Annotation dataset entries:
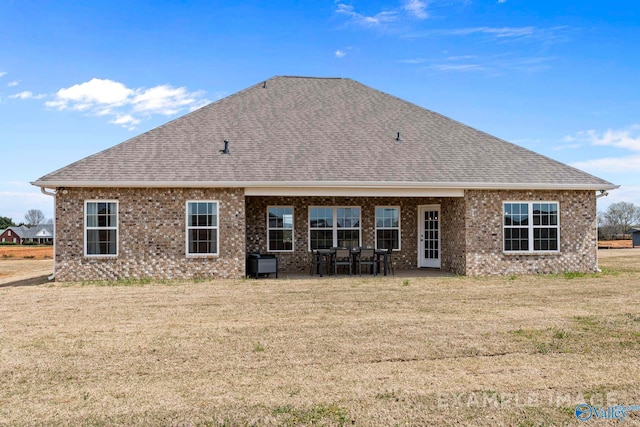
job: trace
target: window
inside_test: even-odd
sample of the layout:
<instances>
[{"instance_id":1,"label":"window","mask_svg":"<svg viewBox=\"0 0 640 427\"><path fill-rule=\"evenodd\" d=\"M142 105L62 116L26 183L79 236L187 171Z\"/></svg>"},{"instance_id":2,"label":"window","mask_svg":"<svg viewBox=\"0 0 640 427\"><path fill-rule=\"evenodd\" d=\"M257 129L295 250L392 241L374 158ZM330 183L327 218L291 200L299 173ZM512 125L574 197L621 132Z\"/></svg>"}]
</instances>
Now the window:
<instances>
[{"instance_id":1,"label":"window","mask_svg":"<svg viewBox=\"0 0 640 427\"><path fill-rule=\"evenodd\" d=\"M309 208L310 250L358 246L360 246L360 208Z\"/></svg>"},{"instance_id":2,"label":"window","mask_svg":"<svg viewBox=\"0 0 640 427\"><path fill-rule=\"evenodd\" d=\"M293 251L293 207L269 206L267 208L267 250Z\"/></svg>"},{"instance_id":3,"label":"window","mask_svg":"<svg viewBox=\"0 0 640 427\"><path fill-rule=\"evenodd\" d=\"M218 254L218 202L187 202L187 255Z\"/></svg>"},{"instance_id":4,"label":"window","mask_svg":"<svg viewBox=\"0 0 640 427\"><path fill-rule=\"evenodd\" d=\"M503 204L505 252L557 252L560 225L557 202Z\"/></svg>"},{"instance_id":5,"label":"window","mask_svg":"<svg viewBox=\"0 0 640 427\"><path fill-rule=\"evenodd\" d=\"M86 256L118 256L118 202L85 201Z\"/></svg>"},{"instance_id":6,"label":"window","mask_svg":"<svg viewBox=\"0 0 640 427\"><path fill-rule=\"evenodd\" d=\"M376 249L400 249L400 208L376 207Z\"/></svg>"}]
</instances>

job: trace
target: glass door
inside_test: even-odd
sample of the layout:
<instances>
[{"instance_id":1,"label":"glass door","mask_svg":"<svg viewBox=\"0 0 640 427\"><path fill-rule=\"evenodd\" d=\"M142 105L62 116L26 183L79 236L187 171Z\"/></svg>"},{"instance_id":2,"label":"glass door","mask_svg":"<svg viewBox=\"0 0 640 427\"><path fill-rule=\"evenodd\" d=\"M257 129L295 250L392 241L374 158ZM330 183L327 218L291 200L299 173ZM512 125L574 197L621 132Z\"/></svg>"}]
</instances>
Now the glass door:
<instances>
[{"instance_id":1,"label":"glass door","mask_svg":"<svg viewBox=\"0 0 640 427\"><path fill-rule=\"evenodd\" d=\"M418 208L418 267L440 268L440 205Z\"/></svg>"}]
</instances>

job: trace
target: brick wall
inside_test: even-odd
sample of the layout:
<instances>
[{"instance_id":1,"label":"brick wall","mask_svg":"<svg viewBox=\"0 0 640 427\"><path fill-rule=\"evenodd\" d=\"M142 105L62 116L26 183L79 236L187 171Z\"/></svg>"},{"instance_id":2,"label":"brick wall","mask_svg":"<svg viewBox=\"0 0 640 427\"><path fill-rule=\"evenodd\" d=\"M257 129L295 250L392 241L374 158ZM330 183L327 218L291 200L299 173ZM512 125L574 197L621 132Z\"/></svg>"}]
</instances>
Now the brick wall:
<instances>
[{"instance_id":1,"label":"brick wall","mask_svg":"<svg viewBox=\"0 0 640 427\"><path fill-rule=\"evenodd\" d=\"M293 253L278 253L282 271L309 270L308 207L361 208L362 244L374 246L375 207L400 206L398 269L417 268L418 206L441 205L442 270L468 275L510 275L594 271L597 266L595 193L592 191L480 191L464 198L245 197L242 189L77 189L56 196L56 278L61 281L126 278L182 279L241 277L246 251L266 252L267 206L294 207ZM84 201L119 201L119 255L84 256ZM218 200L220 254L185 255L185 203ZM502 251L503 201L557 201L557 254Z\"/></svg>"},{"instance_id":2,"label":"brick wall","mask_svg":"<svg viewBox=\"0 0 640 427\"><path fill-rule=\"evenodd\" d=\"M242 189L67 188L56 196L56 280L242 277L245 215ZM117 200L118 256L84 256L84 201ZM187 257L187 200L219 201L220 254Z\"/></svg>"},{"instance_id":3,"label":"brick wall","mask_svg":"<svg viewBox=\"0 0 640 427\"><path fill-rule=\"evenodd\" d=\"M553 254L504 253L504 201L558 202L560 251ZM465 203L467 275L593 272L597 268L594 191L468 190Z\"/></svg>"}]
</instances>

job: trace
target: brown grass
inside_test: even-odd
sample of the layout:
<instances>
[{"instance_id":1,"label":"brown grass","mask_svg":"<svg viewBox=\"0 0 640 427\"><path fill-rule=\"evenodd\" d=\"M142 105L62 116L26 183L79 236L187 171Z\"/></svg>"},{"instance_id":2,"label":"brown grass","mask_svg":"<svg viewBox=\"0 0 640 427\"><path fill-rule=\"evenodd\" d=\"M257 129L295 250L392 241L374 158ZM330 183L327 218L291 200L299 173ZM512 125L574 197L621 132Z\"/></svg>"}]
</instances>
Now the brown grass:
<instances>
[{"instance_id":1,"label":"brown grass","mask_svg":"<svg viewBox=\"0 0 640 427\"><path fill-rule=\"evenodd\" d=\"M629 254L595 275L0 288L0 424L577 425L579 403L640 404Z\"/></svg>"},{"instance_id":2,"label":"brown grass","mask_svg":"<svg viewBox=\"0 0 640 427\"><path fill-rule=\"evenodd\" d=\"M52 259L53 246L0 245L0 260L8 258Z\"/></svg>"},{"instance_id":3,"label":"brown grass","mask_svg":"<svg viewBox=\"0 0 640 427\"><path fill-rule=\"evenodd\" d=\"M628 249L633 247L633 242L629 240L598 240L599 248Z\"/></svg>"}]
</instances>

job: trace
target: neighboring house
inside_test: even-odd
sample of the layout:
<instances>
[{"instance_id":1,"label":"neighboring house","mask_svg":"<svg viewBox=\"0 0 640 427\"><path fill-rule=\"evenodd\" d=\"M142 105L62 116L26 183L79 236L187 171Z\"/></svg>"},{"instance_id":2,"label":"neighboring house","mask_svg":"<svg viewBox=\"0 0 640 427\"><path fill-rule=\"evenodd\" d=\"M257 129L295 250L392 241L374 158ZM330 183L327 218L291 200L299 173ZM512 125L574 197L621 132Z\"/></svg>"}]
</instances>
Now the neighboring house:
<instances>
[{"instance_id":1,"label":"neighboring house","mask_svg":"<svg viewBox=\"0 0 640 427\"><path fill-rule=\"evenodd\" d=\"M40 224L34 227L25 225L9 227L0 233L0 242L11 242L17 245L22 245L26 242L53 243L53 224Z\"/></svg>"},{"instance_id":2,"label":"neighboring house","mask_svg":"<svg viewBox=\"0 0 640 427\"><path fill-rule=\"evenodd\" d=\"M0 243L15 243L16 245L22 244L22 235L25 233L23 225L19 227L9 227L0 233Z\"/></svg>"},{"instance_id":3,"label":"neighboring house","mask_svg":"<svg viewBox=\"0 0 640 427\"><path fill-rule=\"evenodd\" d=\"M605 180L350 79L274 77L43 176L57 280L240 277L394 249L466 275L597 268Z\"/></svg>"},{"instance_id":4,"label":"neighboring house","mask_svg":"<svg viewBox=\"0 0 640 427\"><path fill-rule=\"evenodd\" d=\"M640 228L631 228L627 233L631 234L632 247L640 247Z\"/></svg>"}]
</instances>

Task requirements: Omit each picture, then return all of the listing exactly as it stands.

Answer to this exercise:
job: trace
target: window
inside_test: even-odd
sample of the layout:
<instances>
[{"instance_id":1,"label":"window","mask_svg":"<svg viewBox=\"0 0 640 427\"><path fill-rule=\"evenodd\" d=\"M142 105L62 116L26 183L79 236L187 171Z\"/></svg>"},{"instance_id":2,"label":"window","mask_svg":"<svg viewBox=\"0 0 640 427\"><path fill-rule=\"evenodd\" d=\"M257 129L295 250L392 241L374 158ZM330 183L327 218L291 200L299 173ZM512 125L574 197L621 132Z\"/></svg>"}]
</instances>
Now the window:
<instances>
[{"instance_id":1,"label":"window","mask_svg":"<svg viewBox=\"0 0 640 427\"><path fill-rule=\"evenodd\" d=\"M309 208L310 250L358 246L360 246L360 208Z\"/></svg>"},{"instance_id":2,"label":"window","mask_svg":"<svg viewBox=\"0 0 640 427\"><path fill-rule=\"evenodd\" d=\"M293 251L293 207L269 206L267 208L267 250Z\"/></svg>"},{"instance_id":3,"label":"window","mask_svg":"<svg viewBox=\"0 0 640 427\"><path fill-rule=\"evenodd\" d=\"M218 254L218 202L187 202L187 255Z\"/></svg>"},{"instance_id":4,"label":"window","mask_svg":"<svg viewBox=\"0 0 640 427\"><path fill-rule=\"evenodd\" d=\"M503 204L505 252L557 252L560 225L557 202Z\"/></svg>"},{"instance_id":5,"label":"window","mask_svg":"<svg viewBox=\"0 0 640 427\"><path fill-rule=\"evenodd\" d=\"M86 256L118 256L118 202L85 201Z\"/></svg>"},{"instance_id":6,"label":"window","mask_svg":"<svg viewBox=\"0 0 640 427\"><path fill-rule=\"evenodd\" d=\"M376 249L400 249L400 208L376 207Z\"/></svg>"}]
</instances>

job: trace
target: glass door
inside_test: even-odd
sample of the layout:
<instances>
[{"instance_id":1,"label":"glass door","mask_svg":"<svg viewBox=\"0 0 640 427\"><path fill-rule=\"evenodd\" d=\"M142 105L62 116L26 183L79 236L187 171Z\"/></svg>"},{"instance_id":2,"label":"glass door","mask_svg":"<svg viewBox=\"0 0 640 427\"><path fill-rule=\"evenodd\" d=\"M257 129L295 250L392 241L374 158ZM330 183L327 218L291 200L299 173ZM512 125L574 197L621 132Z\"/></svg>"}]
</instances>
Now the glass door:
<instances>
[{"instance_id":1,"label":"glass door","mask_svg":"<svg viewBox=\"0 0 640 427\"><path fill-rule=\"evenodd\" d=\"M418 208L418 267L440 268L440 205Z\"/></svg>"}]
</instances>

job: trace
target: brick wall
inside_test: even-odd
sample of the layout:
<instances>
[{"instance_id":1,"label":"brick wall","mask_svg":"<svg viewBox=\"0 0 640 427\"><path fill-rule=\"evenodd\" d=\"M142 105L62 116L26 183L79 236L187 171Z\"/></svg>"},{"instance_id":2,"label":"brick wall","mask_svg":"<svg viewBox=\"0 0 640 427\"><path fill-rule=\"evenodd\" d=\"M257 129L295 250L392 241L374 158ZM330 183L327 218L291 200L299 173ZM512 125L574 197L621 132Z\"/></svg>"}]
</instances>
Now the brick wall:
<instances>
[{"instance_id":1,"label":"brick wall","mask_svg":"<svg viewBox=\"0 0 640 427\"><path fill-rule=\"evenodd\" d=\"M293 253L278 253L282 271L309 270L308 207L361 208L362 244L374 246L375 207L400 206L398 269L417 268L418 206L441 205L442 270L468 275L510 275L594 271L597 266L595 193L592 191L480 191L464 198L245 197L242 189L77 189L56 196L56 278L61 281L126 278L182 279L241 277L246 251L266 252L267 206L294 207ZM84 201L119 201L119 255L84 256ZM218 200L220 254L185 255L185 203ZM502 251L503 201L557 201L557 254Z\"/></svg>"},{"instance_id":2,"label":"brick wall","mask_svg":"<svg viewBox=\"0 0 640 427\"><path fill-rule=\"evenodd\" d=\"M242 189L67 188L56 196L56 280L242 277L245 215ZM117 200L118 256L84 256L84 201ZM187 257L187 200L219 201L220 254Z\"/></svg>"},{"instance_id":3,"label":"brick wall","mask_svg":"<svg viewBox=\"0 0 640 427\"><path fill-rule=\"evenodd\" d=\"M553 254L504 253L504 201L558 202L560 251ZM465 203L467 275L593 272L597 268L594 191L468 190Z\"/></svg>"}]
</instances>

job: trace
target: brown grass
inside_test: even-odd
sample of the layout:
<instances>
[{"instance_id":1,"label":"brown grass","mask_svg":"<svg viewBox=\"0 0 640 427\"><path fill-rule=\"evenodd\" d=\"M142 105L62 116L26 183L79 236L187 171Z\"/></svg>"},{"instance_id":2,"label":"brown grass","mask_svg":"<svg viewBox=\"0 0 640 427\"><path fill-rule=\"evenodd\" d=\"M257 129L295 250L392 241L374 158ZM330 183L327 218L291 200L299 173ZM512 125L574 197L621 132Z\"/></svg>"}]
</instances>
Now the brown grass:
<instances>
[{"instance_id":1,"label":"brown grass","mask_svg":"<svg viewBox=\"0 0 640 427\"><path fill-rule=\"evenodd\" d=\"M629 254L595 275L0 288L0 424L577 425L579 403L640 404Z\"/></svg>"},{"instance_id":2,"label":"brown grass","mask_svg":"<svg viewBox=\"0 0 640 427\"><path fill-rule=\"evenodd\" d=\"M52 259L53 246L0 245L0 260L8 258Z\"/></svg>"},{"instance_id":3,"label":"brown grass","mask_svg":"<svg viewBox=\"0 0 640 427\"><path fill-rule=\"evenodd\" d=\"M628 249L633 247L633 242L629 240L598 240L599 248Z\"/></svg>"}]
</instances>

job: trace
target: neighboring house
inside_test: even-odd
sample of the layout:
<instances>
[{"instance_id":1,"label":"neighboring house","mask_svg":"<svg viewBox=\"0 0 640 427\"><path fill-rule=\"evenodd\" d=\"M142 105L62 116L26 183L79 236L187 171Z\"/></svg>"},{"instance_id":2,"label":"neighboring house","mask_svg":"<svg viewBox=\"0 0 640 427\"><path fill-rule=\"evenodd\" d=\"M257 129L295 250L392 241L374 158ZM330 183L327 218L291 200L299 173ZM512 125L574 197L621 132Z\"/></svg>"}]
</instances>
Now the neighboring house:
<instances>
[{"instance_id":1,"label":"neighboring house","mask_svg":"<svg viewBox=\"0 0 640 427\"><path fill-rule=\"evenodd\" d=\"M40 224L34 227L25 225L9 227L0 233L0 242L11 242L17 245L22 245L26 242L53 243L53 224Z\"/></svg>"},{"instance_id":2,"label":"neighboring house","mask_svg":"<svg viewBox=\"0 0 640 427\"><path fill-rule=\"evenodd\" d=\"M0 243L15 243L16 245L22 244L22 235L25 233L23 225L19 227L9 227L0 233Z\"/></svg>"},{"instance_id":3,"label":"neighboring house","mask_svg":"<svg viewBox=\"0 0 640 427\"><path fill-rule=\"evenodd\" d=\"M605 180L350 79L274 77L43 176L57 280L240 277L394 249L466 275L597 268Z\"/></svg>"},{"instance_id":4,"label":"neighboring house","mask_svg":"<svg viewBox=\"0 0 640 427\"><path fill-rule=\"evenodd\" d=\"M640 228L631 228L627 233L631 234L632 247L640 247Z\"/></svg>"}]
</instances>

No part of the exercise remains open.